Change every "screenshot" in the listing below to "image" and leave everything else unchanged. Omit the pictures from your answer.

***

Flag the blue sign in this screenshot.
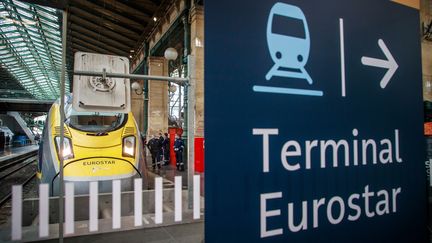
[205,0,428,242]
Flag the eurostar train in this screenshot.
[37,95,146,195]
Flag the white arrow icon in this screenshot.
[361,39,399,89]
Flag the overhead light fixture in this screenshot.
[131,81,144,95]
[164,47,178,61]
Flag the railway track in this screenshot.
[0,152,37,207]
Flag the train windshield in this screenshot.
[272,14,306,39]
[65,111,127,133]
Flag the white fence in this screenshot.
[11,175,201,240]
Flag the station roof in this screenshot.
[0,0,174,100]
[0,0,68,99]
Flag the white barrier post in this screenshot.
[65,182,75,234]
[112,180,121,229]
[89,181,98,232]
[193,175,201,219]
[12,185,22,240]
[155,177,163,224]
[174,176,182,222]
[39,184,49,238]
[134,178,142,227]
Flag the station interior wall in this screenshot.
[420,0,432,101]
[131,0,204,139]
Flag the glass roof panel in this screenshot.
[0,0,69,99]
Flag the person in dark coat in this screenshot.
[162,133,170,165]
[147,136,161,170]
[157,133,164,165]
[174,134,184,171]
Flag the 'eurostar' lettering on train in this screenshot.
[83,160,115,165]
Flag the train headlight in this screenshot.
[56,137,74,159]
[123,136,135,158]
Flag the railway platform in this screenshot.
[0,145,39,164]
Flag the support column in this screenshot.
[147,57,168,137]
[131,80,144,132]
[189,4,204,172]
[420,0,432,101]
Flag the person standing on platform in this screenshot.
[147,135,161,170]
[157,133,164,166]
[162,133,170,165]
[174,134,184,171]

***

= Answer to this exercise =
Flag the blue sign in this image.
[205,0,428,242]
Flag the eurostar train in this image.
[37,95,146,195]
Flag the white arrow icon in this image.
[361,39,399,89]
Flag the overhead light fixture in this image.
[131,81,144,95]
[164,47,178,61]
Flag the railway track in this image.
[0,152,37,207]
Flag the train windshield in this image.
[272,14,306,39]
[65,111,127,133]
Flag the white fence in this image.
[11,175,201,240]
Flag the station roof in this image.
[0,0,174,100]
[0,0,68,99]
Flag the white barrier post in this image.
[65,182,75,234]
[112,180,121,229]
[89,181,98,232]
[193,175,201,219]
[12,185,22,240]
[155,177,163,224]
[174,176,182,222]
[39,184,49,238]
[134,178,142,227]
Flag the station interior wall in this image.
[420,0,432,101]
[131,0,204,139]
Flag the glass roof panel in this image.
[0,0,69,99]
Flag the person in dark coat in this image.
[162,133,170,165]
[147,136,161,170]
[157,133,164,165]
[174,134,184,171]
Flag the 'eurostar' lettering on train in this image.
[83,160,115,165]
Flag the train headlight in this image.
[56,137,74,159]
[123,136,135,158]
Flag the railway platform in this image.
[0,145,39,164]
Flag the support column in this image.
[147,57,168,137]
[131,80,144,132]
[189,4,204,172]
[420,0,432,101]
Flag the person standing on platform in this image.
[147,135,161,170]
[157,133,164,166]
[162,133,170,165]
[174,134,184,171]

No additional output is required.